------ PASSAGE

A polemic lies restlessly
eager for the insurgence
Ferlinghetti has promised
in words of stardust falling
as white water in the cataract.
His thoughts are timely metaphors.
This is verse of enviable clarity, the enjambments well-judged. I’m also reminded of the precise lyricism of the late Norman Buller. ‘The Magician’s Shadow’ deploys some subtle unobtrusive rhymes:
The romance is familiar:
a question in the fabric of time.
Threads of being are woven
of clouds and a clear sky.
Reality the riderless,
truth a critical simile
harnessed at once to the onlooker’s eye.
The aphorismic ‘Changing, Viewing, Passing’ has an oriental sagacity (again, like Buller) about life observations it imparts:
It surely is the wisest counsel
that water is drawn from the well.
…
All shall be found within
arabesques of experience,
original but human.
And there begins time passing.
That much is known, but not well.
‘Fortune’s Lodging’ is also brimming with wisdom:
There it began; and ended
here in his belvedere.
Nothing happened by chance.
He had observed in nature
the phases of the Moon,
and the turning of tides
in celestial patterns
the eye can barely see.
He had travelled in search of worlds,
only to return to the beginning
with a fortune spent on travelling
and another gained in knowledge.
There was a purpose in living:
it was simply to seek itself.
Something sublime is beginning to be glimpsed here. ‘The Future May Seem Written’ is another meditative poem with some nice similes—'Ivy on the neglected house grows,/ like a wilful child’—which seems to effortlessly coin aphorism after aphorism:
The future may seem written
for the words are clear,
like Arctic sunlight.
…
The clocks in succession strike.
Time may sound precise
but the step on the stair falters.
‘Pygmalion’ is a deft lyric—here it is in full:
See the statue smile.
Touching her,
he feels a tremor in the stone.
And her eyes,
they watch the artist at work.
He speaks to her,
murmuring thoughts
He dare not say aloud,
not to the world he knows.
She is art, and understands
what cannot be spoken.
It is felt too deeply,
like the love he feels for his creation.

------------

◆ **EXERCISE DIRECTIONS**: Return the part of the poetry review between "This is verse" and "from the well.", inclusive, copied word for word. The data that comes next is separate material with no connection to the review.

------ INFORMATION SHOWN

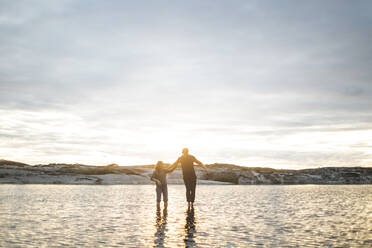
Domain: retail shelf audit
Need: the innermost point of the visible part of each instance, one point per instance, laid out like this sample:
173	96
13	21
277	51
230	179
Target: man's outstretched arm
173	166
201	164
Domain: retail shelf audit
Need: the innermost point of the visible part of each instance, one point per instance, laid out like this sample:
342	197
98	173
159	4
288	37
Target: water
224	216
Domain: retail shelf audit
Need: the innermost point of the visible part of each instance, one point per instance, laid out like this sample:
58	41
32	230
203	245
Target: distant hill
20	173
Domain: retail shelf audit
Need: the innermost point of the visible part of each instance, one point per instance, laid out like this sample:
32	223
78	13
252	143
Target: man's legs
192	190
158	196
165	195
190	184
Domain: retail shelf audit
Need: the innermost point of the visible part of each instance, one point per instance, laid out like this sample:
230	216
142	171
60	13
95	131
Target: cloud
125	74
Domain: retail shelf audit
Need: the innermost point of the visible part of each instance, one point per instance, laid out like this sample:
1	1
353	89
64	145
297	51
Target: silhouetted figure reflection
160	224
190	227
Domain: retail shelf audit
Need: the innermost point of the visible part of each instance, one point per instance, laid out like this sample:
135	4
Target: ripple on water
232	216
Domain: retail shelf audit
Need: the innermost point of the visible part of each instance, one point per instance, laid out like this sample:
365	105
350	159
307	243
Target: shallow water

------------
------ INFORMATION SHOWN

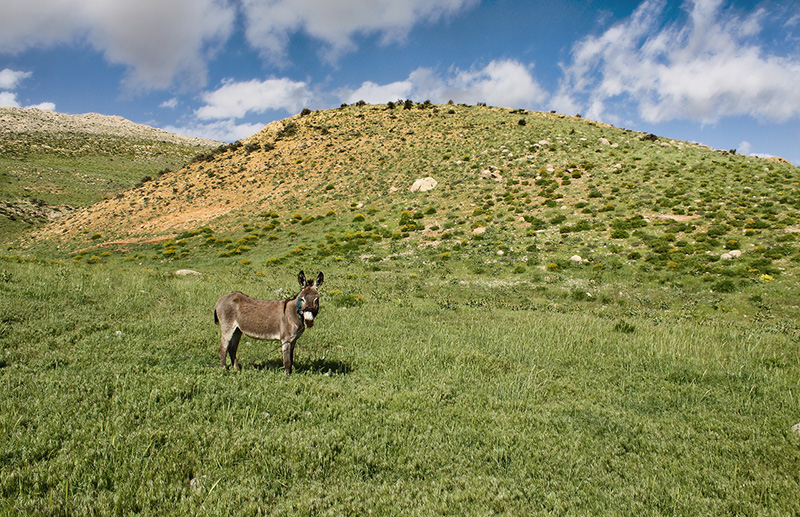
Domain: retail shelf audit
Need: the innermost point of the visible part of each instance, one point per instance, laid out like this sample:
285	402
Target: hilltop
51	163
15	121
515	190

------------
------ INFORMATION SHOWN

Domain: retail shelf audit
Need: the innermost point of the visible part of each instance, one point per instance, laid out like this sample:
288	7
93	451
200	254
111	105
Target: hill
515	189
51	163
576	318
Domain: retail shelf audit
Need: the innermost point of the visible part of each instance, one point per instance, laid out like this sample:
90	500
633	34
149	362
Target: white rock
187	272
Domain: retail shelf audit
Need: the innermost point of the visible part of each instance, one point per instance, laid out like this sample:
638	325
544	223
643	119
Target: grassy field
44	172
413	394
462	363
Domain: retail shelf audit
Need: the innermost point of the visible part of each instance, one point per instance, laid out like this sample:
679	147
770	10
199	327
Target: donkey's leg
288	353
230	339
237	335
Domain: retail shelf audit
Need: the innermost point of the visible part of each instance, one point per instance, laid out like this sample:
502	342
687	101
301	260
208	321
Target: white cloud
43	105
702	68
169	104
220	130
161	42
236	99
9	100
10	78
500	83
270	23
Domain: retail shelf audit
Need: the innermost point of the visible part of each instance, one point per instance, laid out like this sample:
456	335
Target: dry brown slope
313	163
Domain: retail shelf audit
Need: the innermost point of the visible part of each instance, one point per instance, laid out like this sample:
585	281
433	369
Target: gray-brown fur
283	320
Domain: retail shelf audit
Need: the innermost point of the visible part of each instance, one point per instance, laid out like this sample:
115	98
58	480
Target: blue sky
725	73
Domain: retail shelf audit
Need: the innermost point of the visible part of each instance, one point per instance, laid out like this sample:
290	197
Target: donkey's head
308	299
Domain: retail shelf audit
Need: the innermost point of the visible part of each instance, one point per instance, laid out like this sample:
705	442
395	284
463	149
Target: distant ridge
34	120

------------

◆ **RESPONSE TO THIS TASK**:
This is verse of enviable clarity, the enjambments well-judged. I’m also reminded of the precise lyricism of the late Norman Buller. ‘The Magician’s Shadow’ deploys some subtle unobtrusive rhymes:
The romance is familiar:
a question in the fabric of time.
Threads of being are woven
of clouds and a clear sky.
Reality the riderless,
truth a critical simile
harnessed at once to the onlooker’s eye.
The aphorismic ‘Changing, Viewing, Passing’ has an oriental sagacity (again, like Buller) about life observations it imparts:
It surely is the wisest counsel
that water is drawn from the well.